▶ **STUDY QUESTIONS**:
#1 Please rewrite the paragraph of the article on gangster stories that begins "In the series, Vito goes from" as a short bulleted list that keeps its main facts.
#2 According to the article on gangster stories, which crime family did John D'Amato lead?

▶ **READING TEXT**:
= = = = =
Harvey Keitel cradles Tim Roth in a pool of his own blood in 'Reservoir Dogs' (1992).Alamy Stock Photo

This theme is also manifested in Lock & Stock (1998), where everything plays in favor of an overflowing and testosterone-filled camaraderie. Gay jokes abound, while women are made conspicuous by their absence. “[The characters are] guys who get horny with each other while they have [guy talk]. It’s almost like a dirty gay sex movie,” Dos Ramos explains, “filmed in some unsanitary basement in East London, with the explicit scenes cut out.”

The Sopranos: homosexuality is not forgiven

In the iconic HBO series The Sopranos, the sad end of Vito Spatafore — one of Tony Soprano’s most loyal gangsters — reveals the Italian-American mob’s complexes in the face of any alternative that challenges traditional masculinity. This subplot is based on the real case of John D’Amato, better known as “Johnny Boy,” boss of the DeCavalcante family, the most powerful in New Jersey. His wife revealed that they went to swingers clubs together and that her husband had a particular propensity to give himself to other men in those settings. He was shot to death by soldiers from his own ranks in 1992 as a result of this. In the investigation of his death, an informant slipped that “no one is going to respect us if we have a [gay] boss discussing [issues related to] La Cosa Nostra.”

Seated is mobster Vito Spatafore, from 'The Sopranos.' He is eventually killed by soldiers from a rival family (not pictured) when his sexual orientation is discovered.

In the series, Vito goes from respectable construction boss to being disowned, when he’s discovered in a gay nightclub, dancing in chaps. He quickly flees Jersey for New England, where he has a fleeting affair with a gay firefighter who has a wife and kids. However, as he struggles to adjust to an ordinary life, he begs Tony Soprano (James Gandolfini) for mercy, claiming that he was engaging in gay activities because of “his back medication.” While Tony agrees to let him come back (in exchange for $200,000), his captains and soldiers are appalled. And, despite Tony’s greed, the mafia doesn’t forgive so easily.
= = = = =
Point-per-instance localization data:

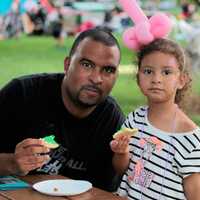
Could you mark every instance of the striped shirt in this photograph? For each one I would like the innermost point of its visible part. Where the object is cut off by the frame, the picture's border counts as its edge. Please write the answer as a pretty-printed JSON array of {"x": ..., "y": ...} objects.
[{"x": 159, "y": 160}]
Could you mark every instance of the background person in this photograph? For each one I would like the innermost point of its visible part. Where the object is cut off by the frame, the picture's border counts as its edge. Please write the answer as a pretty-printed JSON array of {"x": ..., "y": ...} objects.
[{"x": 74, "y": 106}]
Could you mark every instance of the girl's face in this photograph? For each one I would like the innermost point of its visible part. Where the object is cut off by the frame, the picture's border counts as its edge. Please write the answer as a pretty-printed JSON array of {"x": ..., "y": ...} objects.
[{"x": 159, "y": 77}]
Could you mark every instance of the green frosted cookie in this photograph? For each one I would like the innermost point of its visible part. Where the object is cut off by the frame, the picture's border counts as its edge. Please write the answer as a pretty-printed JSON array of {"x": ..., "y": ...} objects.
[{"x": 50, "y": 142}]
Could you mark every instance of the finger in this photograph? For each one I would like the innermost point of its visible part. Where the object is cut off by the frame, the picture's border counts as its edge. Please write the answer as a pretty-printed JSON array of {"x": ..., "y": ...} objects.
[
  {"x": 30, "y": 142},
  {"x": 32, "y": 150}
]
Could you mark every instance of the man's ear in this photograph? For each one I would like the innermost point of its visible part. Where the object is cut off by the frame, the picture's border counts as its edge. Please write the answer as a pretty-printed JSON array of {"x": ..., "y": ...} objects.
[{"x": 66, "y": 64}]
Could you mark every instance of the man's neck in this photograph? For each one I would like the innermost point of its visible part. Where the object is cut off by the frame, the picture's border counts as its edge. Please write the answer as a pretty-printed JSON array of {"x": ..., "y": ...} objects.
[{"x": 75, "y": 110}]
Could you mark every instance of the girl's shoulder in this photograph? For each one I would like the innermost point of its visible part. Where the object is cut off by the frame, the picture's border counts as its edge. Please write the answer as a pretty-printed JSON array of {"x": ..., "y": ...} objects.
[
  {"x": 138, "y": 112},
  {"x": 185, "y": 124}
]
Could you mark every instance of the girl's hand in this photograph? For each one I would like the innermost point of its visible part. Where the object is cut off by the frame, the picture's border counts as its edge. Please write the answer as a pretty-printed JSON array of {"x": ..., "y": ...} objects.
[{"x": 120, "y": 144}]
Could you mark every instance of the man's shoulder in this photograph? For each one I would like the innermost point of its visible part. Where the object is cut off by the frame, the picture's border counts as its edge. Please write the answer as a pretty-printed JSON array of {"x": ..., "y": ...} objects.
[
  {"x": 110, "y": 101},
  {"x": 38, "y": 80},
  {"x": 39, "y": 76},
  {"x": 110, "y": 107}
]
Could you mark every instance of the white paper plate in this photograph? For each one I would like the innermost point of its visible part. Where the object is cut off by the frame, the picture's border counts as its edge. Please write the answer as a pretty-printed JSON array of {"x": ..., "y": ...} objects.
[{"x": 62, "y": 187}]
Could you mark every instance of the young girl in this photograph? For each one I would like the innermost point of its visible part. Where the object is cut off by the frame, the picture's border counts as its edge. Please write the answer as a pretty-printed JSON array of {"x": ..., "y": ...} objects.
[{"x": 162, "y": 161}]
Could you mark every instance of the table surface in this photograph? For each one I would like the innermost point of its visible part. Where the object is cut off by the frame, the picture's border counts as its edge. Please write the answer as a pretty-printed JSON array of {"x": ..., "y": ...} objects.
[{"x": 30, "y": 194}]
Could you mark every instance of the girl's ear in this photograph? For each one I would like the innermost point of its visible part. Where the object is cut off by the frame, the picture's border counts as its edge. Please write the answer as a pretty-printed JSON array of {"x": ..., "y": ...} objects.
[
  {"x": 184, "y": 79},
  {"x": 66, "y": 64}
]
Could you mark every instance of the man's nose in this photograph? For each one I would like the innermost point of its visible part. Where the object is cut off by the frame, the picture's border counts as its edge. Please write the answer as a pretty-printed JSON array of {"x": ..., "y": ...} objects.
[
  {"x": 96, "y": 76},
  {"x": 157, "y": 77}
]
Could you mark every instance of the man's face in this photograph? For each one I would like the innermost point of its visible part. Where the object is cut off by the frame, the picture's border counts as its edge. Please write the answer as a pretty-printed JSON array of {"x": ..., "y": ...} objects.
[{"x": 90, "y": 73}]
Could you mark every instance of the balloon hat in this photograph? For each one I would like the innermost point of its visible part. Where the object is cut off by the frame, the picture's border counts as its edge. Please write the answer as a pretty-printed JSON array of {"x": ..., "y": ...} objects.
[{"x": 145, "y": 30}]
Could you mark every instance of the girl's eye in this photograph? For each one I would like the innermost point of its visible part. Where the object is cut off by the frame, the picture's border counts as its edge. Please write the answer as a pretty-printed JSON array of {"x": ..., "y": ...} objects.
[
  {"x": 147, "y": 71},
  {"x": 167, "y": 72}
]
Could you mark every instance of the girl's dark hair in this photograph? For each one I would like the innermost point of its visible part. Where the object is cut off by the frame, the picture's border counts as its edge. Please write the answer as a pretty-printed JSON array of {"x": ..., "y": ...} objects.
[{"x": 169, "y": 47}]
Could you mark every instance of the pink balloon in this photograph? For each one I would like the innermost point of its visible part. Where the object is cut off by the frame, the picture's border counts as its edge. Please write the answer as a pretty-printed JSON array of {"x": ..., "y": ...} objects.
= = = = =
▶ **ANSWERS TO THE EXERCISE**:
#1
- Vito goes from respectable construction boss to disowned after he is discovered in a gay nightclub, dancing in chaps.
- He flees Jersey for New England and has a fleeting affair with a gay firefighter who has a wife and kids.
- Struggling to adjust to an ordinary life, he begs Tony Soprano (James Gandolfini) for mercy, claiming his gay activities were caused by "his back medication."
- Tony agrees to let him come back in exchange for $200,000, but his captains and soldiers are appalled.
- Despite Tony's greed, the mafia doesn't forgive so easily.

#2 The DeCavalcante family, the most powerful in New Jersey.